SELECTED EXCERPT ->
When it is completed, the network will cover 17 cities in Mexico,
Venezuela, Guatemala, El Salvador, Costa Rica and Panama. The network will be
designed as a "pure" Internet Protocol system for the delivery of both data and
voice.
The amounts Alcatel finances will be structured as three separate loans
(covering our three basic marketing areas). We made our first draw under the
facility at closing, and we will be able to make further draws through June 30,
2002. We will be required to repay the principal amounts we draw in quarterly
installments, commencing 30 months from the closing date. The final maturity
date for the facility is in January, 2007. We will pay interest on all amounts
we borrow at a rate that we believe is competitive.
We will be required to make mandatory prepayments on the drawn amounts
from certain refinancings we obtain, from a portion of our excess cash flow,
from a portion of any insurance payments (above certain thresholds) and from the
sale of our assets.
The loans from Alcatel are secured by a comprehensive security package
that the parties are completing which includes
o A pledge of our stock and other equity interest in our
subsidiaries;
o A first and perfected security interest, to the extent permitted
by law, in our licenses and permits for the operation of our
networks or systems;
o A security interest in our equipment, supplies, inventory and
other personal property;
o An assignment, for security purposes, of our material contracts;
and
o A security interest in our accounts receivable.
At the closing of the facility, we paid Alcatel a commitment fee and an
arrangement fee, and issued an affiliate of Alcatel warrants (together with
registration rights) in an amount which we believe are consistent with fees and
equity interests payable to large vendors for similar transactions.
In connection with the closing of the facility, and at Alcatel's
request, we restructured certain of our operations by creating a new,
wholly-owned subsidiary, Latin American Broadband, Inc. ("LAB"). Our parent
corporation, Convergence Communications, Inc., transferred essentially all of
its operations and assets to LAB, and then Convergence Communications, Inc.

SUPPLIED INFORMATION ->
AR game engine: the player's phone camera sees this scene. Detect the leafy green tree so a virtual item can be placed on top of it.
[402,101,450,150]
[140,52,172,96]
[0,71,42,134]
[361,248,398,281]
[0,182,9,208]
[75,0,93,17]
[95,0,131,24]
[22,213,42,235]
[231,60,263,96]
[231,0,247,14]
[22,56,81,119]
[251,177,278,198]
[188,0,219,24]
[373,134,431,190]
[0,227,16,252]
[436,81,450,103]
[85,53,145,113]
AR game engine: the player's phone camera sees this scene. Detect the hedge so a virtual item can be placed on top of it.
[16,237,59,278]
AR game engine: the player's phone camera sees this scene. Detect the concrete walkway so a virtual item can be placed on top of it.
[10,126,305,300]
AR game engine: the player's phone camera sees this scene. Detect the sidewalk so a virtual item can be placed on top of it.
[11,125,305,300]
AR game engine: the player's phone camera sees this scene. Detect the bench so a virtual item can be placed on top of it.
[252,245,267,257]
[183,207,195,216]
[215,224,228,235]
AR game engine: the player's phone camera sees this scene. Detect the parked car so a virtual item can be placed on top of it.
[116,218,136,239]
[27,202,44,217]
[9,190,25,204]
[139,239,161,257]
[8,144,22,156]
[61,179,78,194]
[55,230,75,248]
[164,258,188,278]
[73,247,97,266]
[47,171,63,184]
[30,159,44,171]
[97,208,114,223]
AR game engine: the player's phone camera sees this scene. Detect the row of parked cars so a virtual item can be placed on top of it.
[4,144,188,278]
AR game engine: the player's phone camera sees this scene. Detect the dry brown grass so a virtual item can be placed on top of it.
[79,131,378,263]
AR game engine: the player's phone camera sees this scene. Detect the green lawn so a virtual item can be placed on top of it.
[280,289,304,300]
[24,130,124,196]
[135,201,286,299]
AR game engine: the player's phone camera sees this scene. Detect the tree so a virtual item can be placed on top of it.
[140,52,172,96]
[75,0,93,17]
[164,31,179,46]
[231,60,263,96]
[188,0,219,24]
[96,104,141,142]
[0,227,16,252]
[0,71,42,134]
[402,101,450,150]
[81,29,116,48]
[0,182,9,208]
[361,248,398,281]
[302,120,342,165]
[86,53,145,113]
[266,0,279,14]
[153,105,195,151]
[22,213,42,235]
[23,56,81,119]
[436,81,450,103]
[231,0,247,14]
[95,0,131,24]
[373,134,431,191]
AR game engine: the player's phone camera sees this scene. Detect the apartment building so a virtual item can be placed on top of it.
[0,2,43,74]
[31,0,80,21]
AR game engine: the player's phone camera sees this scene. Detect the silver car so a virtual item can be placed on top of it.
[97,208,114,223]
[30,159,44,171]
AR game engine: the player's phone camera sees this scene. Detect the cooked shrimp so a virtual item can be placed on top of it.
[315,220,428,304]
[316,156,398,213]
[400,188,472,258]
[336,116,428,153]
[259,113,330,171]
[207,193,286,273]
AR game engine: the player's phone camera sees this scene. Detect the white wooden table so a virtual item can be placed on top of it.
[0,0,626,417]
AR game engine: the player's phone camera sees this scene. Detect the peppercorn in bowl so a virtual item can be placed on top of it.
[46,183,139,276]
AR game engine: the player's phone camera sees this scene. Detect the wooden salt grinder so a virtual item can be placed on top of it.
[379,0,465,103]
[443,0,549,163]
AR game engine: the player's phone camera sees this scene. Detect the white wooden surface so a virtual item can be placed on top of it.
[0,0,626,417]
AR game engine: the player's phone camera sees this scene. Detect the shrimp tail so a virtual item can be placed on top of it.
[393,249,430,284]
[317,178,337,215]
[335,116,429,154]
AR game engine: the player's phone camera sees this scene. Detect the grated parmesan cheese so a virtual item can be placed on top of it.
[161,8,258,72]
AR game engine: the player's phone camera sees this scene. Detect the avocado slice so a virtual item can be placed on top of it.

WRITTEN REQUEST -> In the Alcatel financing excerpt, condense the paragraph beginning "The amounts Alcatel finances" into a short bulleted list that keeps its main facts. The items have no connection to the excerpt about the Alcatel financing.

EXERCISE SOLUTION ->
- The financing is split into three loans, one for each of the three basic marketing areas.
- The first draw was made at closing, and further draws are allowed through June 30, 2002.
- Principal is repaid in quarterly installments starting 30 months after the closing date.
- The facility's final maturity date is in January 2007.
- Interest is paid on all borrowed amounts at a rate the company believes is competitive.